+++ Data supplied +++

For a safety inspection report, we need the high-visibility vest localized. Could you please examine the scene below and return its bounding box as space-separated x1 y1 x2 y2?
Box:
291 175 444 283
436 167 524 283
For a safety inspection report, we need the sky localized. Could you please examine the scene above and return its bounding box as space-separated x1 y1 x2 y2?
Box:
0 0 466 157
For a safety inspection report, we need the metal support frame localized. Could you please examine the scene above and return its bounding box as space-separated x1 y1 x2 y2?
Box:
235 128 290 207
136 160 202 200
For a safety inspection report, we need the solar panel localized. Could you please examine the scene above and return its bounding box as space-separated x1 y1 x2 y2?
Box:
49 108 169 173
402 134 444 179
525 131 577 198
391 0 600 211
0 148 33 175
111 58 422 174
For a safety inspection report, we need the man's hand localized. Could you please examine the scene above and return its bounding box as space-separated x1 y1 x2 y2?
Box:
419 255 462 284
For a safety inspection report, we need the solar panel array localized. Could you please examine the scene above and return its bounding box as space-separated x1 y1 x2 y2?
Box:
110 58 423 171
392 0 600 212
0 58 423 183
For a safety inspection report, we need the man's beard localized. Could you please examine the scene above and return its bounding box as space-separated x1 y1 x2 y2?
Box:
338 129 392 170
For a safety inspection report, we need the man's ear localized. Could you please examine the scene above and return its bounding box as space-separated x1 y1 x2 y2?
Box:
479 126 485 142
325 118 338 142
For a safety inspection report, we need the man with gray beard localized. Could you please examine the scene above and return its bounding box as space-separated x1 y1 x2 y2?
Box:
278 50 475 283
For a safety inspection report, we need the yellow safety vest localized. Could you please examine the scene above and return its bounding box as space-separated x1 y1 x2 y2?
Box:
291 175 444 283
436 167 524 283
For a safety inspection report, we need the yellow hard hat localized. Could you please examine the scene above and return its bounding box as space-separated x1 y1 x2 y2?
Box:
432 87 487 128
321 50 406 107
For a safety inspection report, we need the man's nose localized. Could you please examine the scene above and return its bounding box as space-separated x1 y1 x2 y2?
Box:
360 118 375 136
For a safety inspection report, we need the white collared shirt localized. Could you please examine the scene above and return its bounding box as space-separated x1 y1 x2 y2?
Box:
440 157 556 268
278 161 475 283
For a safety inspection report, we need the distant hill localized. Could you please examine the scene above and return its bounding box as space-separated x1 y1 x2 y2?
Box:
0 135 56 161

+++
+++ Data supplied +++

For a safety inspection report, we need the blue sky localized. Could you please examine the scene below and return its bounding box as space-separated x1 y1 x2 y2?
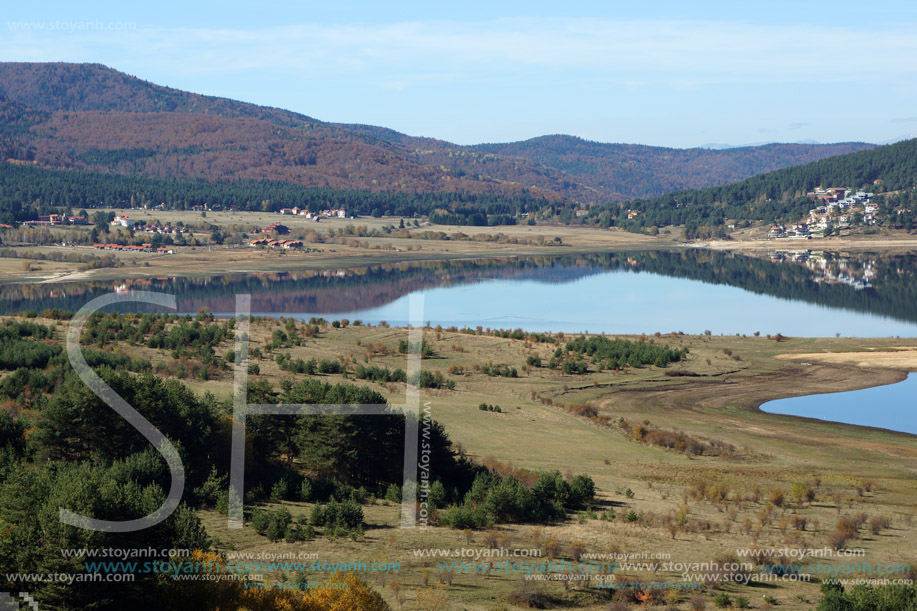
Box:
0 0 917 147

+++
+++ Data supplied +++

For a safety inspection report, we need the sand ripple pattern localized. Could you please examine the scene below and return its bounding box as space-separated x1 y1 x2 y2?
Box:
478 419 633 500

+++

◆ **Task statement**
Convert the part of the listing above that opens with the line containing "For a safety inspection report, we need the man with" and closes with the line containing "278 50 475 283", both lines included, into a JSON list of strings with one string per line and no blank lines.

◆ **Exercise output**
[
  "For a safety inspection report, we need the man with gray beard localized. Could you please examine the scene above and return its bounding box as space-separated x1 y1 x2 y2?",
  "Box:",
  "278 50 475 283"
]